▶ **TASK DETAILS**:
Return verbatim all lines from the first one in the records to the line with "rough mask: <svg", both ends kept.

*** Begin section ***

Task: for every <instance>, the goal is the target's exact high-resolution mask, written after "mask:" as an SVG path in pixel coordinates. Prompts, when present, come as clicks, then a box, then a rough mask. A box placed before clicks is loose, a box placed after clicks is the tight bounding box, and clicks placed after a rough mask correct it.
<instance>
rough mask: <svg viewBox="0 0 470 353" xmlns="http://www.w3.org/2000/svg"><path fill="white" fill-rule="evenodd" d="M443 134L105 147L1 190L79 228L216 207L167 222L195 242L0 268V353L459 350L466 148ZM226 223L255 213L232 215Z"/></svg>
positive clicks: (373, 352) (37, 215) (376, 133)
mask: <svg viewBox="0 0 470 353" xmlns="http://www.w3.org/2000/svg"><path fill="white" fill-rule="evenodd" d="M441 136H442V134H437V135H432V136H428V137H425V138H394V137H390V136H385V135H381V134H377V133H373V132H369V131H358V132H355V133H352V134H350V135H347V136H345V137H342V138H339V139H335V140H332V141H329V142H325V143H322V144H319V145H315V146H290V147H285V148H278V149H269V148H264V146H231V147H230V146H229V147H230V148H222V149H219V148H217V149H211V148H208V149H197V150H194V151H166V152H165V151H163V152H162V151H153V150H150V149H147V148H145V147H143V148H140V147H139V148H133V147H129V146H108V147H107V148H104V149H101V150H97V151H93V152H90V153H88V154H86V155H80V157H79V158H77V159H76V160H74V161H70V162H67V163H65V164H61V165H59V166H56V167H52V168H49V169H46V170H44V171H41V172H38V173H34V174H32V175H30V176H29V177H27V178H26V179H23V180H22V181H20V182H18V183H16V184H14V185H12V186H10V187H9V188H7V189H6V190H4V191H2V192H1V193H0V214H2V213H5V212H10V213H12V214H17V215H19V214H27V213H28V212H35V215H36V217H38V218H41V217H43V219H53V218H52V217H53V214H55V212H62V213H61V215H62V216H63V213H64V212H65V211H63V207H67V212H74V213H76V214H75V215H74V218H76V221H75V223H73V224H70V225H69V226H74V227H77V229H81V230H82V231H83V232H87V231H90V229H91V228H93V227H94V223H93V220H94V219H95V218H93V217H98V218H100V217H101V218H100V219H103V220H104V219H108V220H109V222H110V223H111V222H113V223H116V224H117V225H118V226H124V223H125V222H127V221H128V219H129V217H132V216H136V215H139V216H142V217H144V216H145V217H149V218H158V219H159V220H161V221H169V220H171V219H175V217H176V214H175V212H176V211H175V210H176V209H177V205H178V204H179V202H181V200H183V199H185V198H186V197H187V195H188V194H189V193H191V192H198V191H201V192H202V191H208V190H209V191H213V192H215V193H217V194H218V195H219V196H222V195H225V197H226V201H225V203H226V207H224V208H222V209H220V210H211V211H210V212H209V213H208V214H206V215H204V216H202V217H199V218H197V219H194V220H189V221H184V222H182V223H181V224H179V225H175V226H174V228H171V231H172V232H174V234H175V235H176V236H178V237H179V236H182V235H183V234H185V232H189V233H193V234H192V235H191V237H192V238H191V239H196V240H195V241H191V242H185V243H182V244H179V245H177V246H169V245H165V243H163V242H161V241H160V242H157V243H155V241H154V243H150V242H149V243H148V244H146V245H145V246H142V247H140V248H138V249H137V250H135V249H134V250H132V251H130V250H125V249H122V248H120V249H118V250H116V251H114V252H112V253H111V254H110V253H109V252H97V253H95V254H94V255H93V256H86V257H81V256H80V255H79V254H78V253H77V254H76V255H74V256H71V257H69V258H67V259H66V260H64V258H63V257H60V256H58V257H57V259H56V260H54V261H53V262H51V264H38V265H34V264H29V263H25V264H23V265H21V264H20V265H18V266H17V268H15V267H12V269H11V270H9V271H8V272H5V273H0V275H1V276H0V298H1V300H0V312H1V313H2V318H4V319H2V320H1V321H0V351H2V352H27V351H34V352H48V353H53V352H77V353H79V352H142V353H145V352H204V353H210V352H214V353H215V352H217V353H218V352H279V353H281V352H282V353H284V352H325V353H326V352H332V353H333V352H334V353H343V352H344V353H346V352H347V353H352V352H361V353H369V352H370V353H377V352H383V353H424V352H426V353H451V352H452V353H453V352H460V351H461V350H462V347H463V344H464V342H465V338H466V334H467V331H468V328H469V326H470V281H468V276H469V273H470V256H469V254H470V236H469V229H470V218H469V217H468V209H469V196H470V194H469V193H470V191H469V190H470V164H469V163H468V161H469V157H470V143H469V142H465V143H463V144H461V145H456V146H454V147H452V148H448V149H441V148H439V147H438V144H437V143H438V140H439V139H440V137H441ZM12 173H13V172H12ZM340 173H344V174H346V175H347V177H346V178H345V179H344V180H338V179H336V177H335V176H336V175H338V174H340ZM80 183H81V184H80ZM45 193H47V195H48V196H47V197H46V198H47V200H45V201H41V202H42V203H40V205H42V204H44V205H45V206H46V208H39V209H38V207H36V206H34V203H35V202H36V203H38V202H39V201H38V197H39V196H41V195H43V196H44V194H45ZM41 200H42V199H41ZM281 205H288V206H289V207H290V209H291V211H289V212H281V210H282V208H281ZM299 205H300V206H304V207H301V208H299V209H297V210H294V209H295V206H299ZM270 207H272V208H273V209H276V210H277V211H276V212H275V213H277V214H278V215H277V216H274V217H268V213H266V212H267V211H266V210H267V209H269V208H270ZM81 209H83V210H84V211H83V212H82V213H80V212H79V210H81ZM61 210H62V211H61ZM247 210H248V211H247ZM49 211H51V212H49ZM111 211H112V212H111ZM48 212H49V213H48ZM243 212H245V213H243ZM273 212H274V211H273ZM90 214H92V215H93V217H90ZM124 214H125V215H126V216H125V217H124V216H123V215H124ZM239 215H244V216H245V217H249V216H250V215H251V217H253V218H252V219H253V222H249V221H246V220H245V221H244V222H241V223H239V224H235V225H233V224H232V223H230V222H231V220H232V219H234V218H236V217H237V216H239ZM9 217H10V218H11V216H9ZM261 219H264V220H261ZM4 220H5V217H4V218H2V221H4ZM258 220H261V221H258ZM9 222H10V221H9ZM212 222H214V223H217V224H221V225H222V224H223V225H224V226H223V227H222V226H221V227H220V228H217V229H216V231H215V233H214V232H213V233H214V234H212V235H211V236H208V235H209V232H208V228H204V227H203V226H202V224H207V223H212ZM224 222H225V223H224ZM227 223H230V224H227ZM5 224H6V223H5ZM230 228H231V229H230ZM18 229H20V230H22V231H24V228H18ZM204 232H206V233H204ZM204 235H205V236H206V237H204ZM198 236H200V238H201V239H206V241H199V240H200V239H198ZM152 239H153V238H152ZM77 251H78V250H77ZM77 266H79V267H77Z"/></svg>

*** End section ***

▶ **REPLY TO THE EXERCISE**:
Task: for every <instance>, the goal is the target's exact high-resolution mask, written after "mask:" as an SVG path in pixel coordinates. Prompts, when present, come as clicks, then a box, then a rough mask. A box placed before clicks is loose, a box placed after clicks is the tight bounding box, and clicks placed after a rough mask correct it.
<instance>
rough mask: <svg viewBox="0 0 470 353" xmlns="http://www.w3.org/2000/svg"><path fill="white" fill-rule="evenodd" d="M443 134L105 147L1 190L79 228L216 207L167 222L195 242L0 268V353L459 350L466 148ZM226 223L255 213L232 215Z"/></svg>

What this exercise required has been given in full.